Beneath this task are records; print exactly the stretch of them from the line with "Target: boat with teal canopy" through the line with "Target: blue sky", both ends included.

Material supplied:
• • •

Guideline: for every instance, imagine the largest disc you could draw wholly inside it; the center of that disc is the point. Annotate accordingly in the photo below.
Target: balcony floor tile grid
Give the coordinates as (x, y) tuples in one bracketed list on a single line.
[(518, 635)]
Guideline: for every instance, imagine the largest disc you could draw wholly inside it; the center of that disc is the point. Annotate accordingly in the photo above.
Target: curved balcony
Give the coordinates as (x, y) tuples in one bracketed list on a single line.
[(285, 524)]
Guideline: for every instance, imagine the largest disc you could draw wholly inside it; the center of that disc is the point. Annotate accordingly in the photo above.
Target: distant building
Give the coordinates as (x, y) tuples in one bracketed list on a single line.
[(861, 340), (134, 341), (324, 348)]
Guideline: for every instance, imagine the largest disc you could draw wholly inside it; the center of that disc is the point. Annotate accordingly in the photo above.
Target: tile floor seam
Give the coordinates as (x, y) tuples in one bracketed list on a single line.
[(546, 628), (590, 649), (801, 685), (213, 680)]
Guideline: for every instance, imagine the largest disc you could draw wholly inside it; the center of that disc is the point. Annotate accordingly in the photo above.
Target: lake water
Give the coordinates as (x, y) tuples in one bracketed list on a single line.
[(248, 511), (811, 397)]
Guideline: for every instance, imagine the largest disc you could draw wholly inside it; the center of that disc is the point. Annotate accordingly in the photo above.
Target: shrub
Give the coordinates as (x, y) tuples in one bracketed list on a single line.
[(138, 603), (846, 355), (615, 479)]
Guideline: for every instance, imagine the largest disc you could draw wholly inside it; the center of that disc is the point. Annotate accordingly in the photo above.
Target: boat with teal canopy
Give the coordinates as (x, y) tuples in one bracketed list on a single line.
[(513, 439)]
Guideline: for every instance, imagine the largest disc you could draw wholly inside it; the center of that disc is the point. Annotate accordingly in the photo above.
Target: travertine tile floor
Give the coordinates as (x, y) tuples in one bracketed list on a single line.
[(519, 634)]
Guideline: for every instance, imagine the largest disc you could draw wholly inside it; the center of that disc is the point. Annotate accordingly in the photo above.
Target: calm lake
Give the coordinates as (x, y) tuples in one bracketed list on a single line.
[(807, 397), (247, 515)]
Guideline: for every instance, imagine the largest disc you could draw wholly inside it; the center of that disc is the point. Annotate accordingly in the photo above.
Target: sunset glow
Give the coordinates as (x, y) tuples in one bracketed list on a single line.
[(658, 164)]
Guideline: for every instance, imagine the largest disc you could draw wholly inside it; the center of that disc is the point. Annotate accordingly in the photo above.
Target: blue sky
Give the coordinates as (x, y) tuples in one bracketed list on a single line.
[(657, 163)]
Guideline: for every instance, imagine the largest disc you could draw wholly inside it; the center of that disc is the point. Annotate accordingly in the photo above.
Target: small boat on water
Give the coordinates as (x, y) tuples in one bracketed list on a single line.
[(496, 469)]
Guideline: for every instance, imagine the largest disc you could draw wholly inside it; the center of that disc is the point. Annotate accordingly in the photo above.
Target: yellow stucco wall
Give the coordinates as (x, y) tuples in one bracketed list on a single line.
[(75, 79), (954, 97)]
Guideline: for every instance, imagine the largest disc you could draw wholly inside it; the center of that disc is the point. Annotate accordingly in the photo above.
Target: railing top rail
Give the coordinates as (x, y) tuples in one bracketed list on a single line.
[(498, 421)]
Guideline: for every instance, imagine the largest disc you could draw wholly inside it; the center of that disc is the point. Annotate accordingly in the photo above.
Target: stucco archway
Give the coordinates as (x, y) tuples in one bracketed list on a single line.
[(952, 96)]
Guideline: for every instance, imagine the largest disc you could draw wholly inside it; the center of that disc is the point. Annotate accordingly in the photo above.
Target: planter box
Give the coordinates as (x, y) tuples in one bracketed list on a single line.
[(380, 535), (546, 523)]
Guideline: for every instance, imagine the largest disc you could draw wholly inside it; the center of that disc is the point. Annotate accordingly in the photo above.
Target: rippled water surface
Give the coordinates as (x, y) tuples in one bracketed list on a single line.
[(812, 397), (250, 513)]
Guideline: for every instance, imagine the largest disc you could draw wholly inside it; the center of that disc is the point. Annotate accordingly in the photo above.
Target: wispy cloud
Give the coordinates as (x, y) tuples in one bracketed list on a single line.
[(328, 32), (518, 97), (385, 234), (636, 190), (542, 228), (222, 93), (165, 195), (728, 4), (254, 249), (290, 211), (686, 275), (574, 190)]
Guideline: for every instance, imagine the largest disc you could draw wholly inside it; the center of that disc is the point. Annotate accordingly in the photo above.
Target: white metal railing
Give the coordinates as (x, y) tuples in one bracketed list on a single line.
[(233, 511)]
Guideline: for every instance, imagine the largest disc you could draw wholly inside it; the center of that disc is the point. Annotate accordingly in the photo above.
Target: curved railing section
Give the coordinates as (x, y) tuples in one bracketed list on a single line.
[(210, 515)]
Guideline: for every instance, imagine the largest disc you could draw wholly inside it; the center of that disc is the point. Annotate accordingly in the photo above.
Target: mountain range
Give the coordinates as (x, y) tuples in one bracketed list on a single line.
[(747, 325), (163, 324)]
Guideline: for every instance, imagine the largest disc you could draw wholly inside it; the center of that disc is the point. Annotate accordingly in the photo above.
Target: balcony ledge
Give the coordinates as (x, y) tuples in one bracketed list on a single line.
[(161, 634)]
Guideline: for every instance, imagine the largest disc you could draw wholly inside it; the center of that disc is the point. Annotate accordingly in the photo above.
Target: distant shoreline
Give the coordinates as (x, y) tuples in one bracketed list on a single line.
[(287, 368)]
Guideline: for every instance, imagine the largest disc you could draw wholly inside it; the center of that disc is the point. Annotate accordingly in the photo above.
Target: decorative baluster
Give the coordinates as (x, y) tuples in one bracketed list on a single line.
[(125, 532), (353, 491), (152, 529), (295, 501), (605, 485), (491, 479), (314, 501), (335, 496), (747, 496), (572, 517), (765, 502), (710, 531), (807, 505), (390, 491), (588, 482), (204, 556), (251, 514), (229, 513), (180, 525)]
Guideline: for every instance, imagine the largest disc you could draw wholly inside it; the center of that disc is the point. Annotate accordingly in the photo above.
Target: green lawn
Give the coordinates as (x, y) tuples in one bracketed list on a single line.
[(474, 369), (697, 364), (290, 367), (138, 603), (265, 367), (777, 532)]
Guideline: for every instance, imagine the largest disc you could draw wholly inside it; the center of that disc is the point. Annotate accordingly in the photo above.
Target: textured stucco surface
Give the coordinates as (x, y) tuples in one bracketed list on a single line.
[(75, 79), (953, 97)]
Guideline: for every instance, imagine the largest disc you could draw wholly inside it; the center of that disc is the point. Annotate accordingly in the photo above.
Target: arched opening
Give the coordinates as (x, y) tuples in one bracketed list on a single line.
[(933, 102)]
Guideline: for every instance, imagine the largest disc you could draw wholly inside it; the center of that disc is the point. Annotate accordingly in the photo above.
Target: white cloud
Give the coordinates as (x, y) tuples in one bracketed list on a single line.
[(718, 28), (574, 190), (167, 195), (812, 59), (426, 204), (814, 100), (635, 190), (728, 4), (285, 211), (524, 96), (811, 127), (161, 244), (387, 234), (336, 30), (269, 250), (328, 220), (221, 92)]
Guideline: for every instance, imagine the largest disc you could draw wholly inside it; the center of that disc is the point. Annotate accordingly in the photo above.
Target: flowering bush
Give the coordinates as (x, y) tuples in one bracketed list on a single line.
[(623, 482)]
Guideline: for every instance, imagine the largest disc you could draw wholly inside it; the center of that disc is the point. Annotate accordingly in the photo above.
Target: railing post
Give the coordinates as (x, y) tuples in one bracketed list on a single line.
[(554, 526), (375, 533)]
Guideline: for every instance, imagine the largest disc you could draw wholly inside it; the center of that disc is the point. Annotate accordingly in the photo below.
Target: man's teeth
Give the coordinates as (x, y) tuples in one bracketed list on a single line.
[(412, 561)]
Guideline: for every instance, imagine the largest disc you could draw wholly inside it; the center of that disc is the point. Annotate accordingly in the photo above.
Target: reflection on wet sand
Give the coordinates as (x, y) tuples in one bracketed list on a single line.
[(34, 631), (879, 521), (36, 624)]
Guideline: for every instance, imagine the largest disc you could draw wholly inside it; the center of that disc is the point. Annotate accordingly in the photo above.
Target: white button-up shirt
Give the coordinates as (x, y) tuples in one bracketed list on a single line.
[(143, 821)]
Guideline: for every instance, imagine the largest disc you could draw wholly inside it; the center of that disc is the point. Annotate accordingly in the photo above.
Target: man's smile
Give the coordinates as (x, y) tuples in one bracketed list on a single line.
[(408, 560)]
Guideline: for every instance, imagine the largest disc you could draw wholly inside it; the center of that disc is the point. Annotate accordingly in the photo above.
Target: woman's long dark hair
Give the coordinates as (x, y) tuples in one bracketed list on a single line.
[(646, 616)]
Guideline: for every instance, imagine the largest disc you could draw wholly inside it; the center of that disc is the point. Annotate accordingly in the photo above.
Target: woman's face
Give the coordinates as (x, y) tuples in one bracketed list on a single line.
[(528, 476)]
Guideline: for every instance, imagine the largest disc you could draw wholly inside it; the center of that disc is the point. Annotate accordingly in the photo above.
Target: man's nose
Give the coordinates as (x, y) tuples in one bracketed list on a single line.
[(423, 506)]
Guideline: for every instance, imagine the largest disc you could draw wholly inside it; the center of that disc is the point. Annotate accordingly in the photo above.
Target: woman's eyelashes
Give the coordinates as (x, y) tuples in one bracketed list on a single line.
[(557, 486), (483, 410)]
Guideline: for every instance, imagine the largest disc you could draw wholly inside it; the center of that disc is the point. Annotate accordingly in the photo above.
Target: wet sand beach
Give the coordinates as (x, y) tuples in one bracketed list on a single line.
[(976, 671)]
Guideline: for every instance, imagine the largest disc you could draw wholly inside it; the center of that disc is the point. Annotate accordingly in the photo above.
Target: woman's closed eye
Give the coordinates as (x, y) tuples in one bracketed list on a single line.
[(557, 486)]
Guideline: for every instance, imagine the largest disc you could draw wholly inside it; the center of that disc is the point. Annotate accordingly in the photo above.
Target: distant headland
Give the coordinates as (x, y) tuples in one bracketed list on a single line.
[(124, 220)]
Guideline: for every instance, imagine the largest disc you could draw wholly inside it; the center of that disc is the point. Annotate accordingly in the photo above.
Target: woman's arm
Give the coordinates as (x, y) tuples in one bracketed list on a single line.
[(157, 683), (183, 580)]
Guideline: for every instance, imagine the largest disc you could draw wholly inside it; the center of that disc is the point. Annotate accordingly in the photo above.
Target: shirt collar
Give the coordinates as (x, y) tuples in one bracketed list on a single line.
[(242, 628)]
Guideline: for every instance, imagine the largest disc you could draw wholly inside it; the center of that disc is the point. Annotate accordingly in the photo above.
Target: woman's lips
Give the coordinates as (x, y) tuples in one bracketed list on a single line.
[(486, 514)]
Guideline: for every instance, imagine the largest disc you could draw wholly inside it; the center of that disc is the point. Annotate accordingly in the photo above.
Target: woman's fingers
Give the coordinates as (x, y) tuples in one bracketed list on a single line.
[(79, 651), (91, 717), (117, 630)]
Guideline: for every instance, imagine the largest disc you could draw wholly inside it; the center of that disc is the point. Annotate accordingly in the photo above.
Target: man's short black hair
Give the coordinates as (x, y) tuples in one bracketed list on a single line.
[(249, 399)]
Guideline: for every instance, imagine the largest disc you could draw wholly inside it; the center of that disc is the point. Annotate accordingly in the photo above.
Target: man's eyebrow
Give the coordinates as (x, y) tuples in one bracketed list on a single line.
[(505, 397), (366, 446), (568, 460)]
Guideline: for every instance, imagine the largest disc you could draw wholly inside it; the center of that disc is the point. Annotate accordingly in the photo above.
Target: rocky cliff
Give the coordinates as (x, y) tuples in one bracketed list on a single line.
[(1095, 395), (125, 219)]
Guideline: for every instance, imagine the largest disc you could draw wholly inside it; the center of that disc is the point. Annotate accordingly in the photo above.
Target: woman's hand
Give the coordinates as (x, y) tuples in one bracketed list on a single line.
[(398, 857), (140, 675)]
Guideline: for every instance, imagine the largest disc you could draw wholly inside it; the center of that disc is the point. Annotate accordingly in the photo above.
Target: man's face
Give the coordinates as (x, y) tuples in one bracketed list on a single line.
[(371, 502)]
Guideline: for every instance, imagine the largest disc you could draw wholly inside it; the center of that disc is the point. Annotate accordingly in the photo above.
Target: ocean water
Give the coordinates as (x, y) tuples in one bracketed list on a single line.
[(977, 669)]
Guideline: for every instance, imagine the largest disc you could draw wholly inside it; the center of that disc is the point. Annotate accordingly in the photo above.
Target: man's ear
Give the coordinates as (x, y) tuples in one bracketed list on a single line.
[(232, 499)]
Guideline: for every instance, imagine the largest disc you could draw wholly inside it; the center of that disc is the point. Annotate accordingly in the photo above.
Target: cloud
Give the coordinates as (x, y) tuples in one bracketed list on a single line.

• • •

Problem solution:
Target: boat with teal canopy
Give the coordinates as (x, y) tuples in one bracketed list on a single line.
[(513, 439)]
Guideline: for every instance, imagine the largest disc you could draw wholly inside it; the center of that disc is the point. Annotate accordingly in the photo above.
Target: travertine tile floor
Give the coordinates as (x, y) tuples in one bracketed list on a single line.
[(519, 634)]
Guideline: for every instance, imagine the largest disc you could draw wholly inside it; the center of that disc is the point. Annotate accordingly in the photo above.
Target: calm lake
Give the coordinates as (x, y) tuples in one bracketed list on a single line.
[(807, 397), (247, 515)]
Guideline: for every instance, imagine the largest disc you could draw wholly inside it; the center of that disc is the point. Annotate accordingly in the photo above.
Target: sunset glow
Give the coordinates as (x, y) tuples in one bracketed list on a single line.
[(658, 164)]
Guideline: for every instance, imagine the largest disc you could draw wholly inside it; the center of that disc is the point. Annotate accordingly in the photo above.
Target: blue sky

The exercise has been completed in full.